▸ TASK GOAL: Format every line of the entries below as a Markdown table with the columns Row and Line, numbering the rows and leaving out blank lines.

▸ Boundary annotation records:
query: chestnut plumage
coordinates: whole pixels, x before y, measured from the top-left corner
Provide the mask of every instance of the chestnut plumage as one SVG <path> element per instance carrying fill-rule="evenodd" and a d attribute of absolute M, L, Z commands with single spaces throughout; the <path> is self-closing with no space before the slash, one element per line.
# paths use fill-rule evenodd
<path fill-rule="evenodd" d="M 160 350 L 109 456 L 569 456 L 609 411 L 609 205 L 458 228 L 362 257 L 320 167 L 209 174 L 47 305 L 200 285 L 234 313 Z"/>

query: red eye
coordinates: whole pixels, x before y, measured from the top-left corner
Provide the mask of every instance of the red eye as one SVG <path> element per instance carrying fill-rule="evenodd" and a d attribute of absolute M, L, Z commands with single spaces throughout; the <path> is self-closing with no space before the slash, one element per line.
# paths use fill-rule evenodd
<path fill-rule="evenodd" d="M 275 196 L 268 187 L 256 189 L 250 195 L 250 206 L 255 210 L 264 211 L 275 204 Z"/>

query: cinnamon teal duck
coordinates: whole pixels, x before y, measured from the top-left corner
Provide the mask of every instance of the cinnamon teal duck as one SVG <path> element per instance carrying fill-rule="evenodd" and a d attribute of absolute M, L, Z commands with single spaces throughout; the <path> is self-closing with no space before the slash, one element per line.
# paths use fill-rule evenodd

▸ COMPLETED TASK:
| Row | Line |
|---|---|
| 1 | query: chestnut plumage |
| 2 | coordinates: whole pixels, x before y, measured from the top-left corner |
| 3 | Provide the mask of every instance of the chestnut plumage as one SVG <path> element per instance carrying fill-rule="evenodd" and a d attribute of absolute M, L, Z commands with single spaces throughout; the <path> is self-closing with no space before the slash, one element per line. |
| 4 | # paths use fill-rule evenodd |
| 5 | <path fill-rule="evenodd" d="M 160 350 L 109 456 L 569 456 L 609 411 L 609 205 L 458 228 L 362 257 L 320 167 L 209 174 L 47 305 L 200 285 L 234 313 Z"/> |
| 6 | query: red eye |
| 7 | coordinates: whole pixels, x before y, measured from the top-left corner |
| 8 | Provide the mask of every instance of the red eye as one SVG <path> element per instance carrying fill-rule="evenodd" and a d attribute of absolute M, L, Z commands with single spaces throughout; the <path> is self-closing with no space before the slash, one element per line. |
| 9 | # paths use fill-rule evenodd |
| 10 | <path fill-rule="evenodd" d="M 275 196 L 268 187 L 256 189 L 250 195 L 250 206 L 255 210 L 264 211 L 275 204 Z"/> |
| 11 | query: cinnamon teal duck |
| 12 | coordinates: whole pixels, x before y, measured from the top-left corner |
| 13 | Provide the mask of every instance of the cinnamon teal duck as one SVG <path> element per instance carrying fill-rule="evenodd" and a d attribute of absolute M, L, Z commands with single spaces throughout; the <path> is self-closing with no space before the slash, one element per line. |
| 14 | # paths use fill-rule evenodd |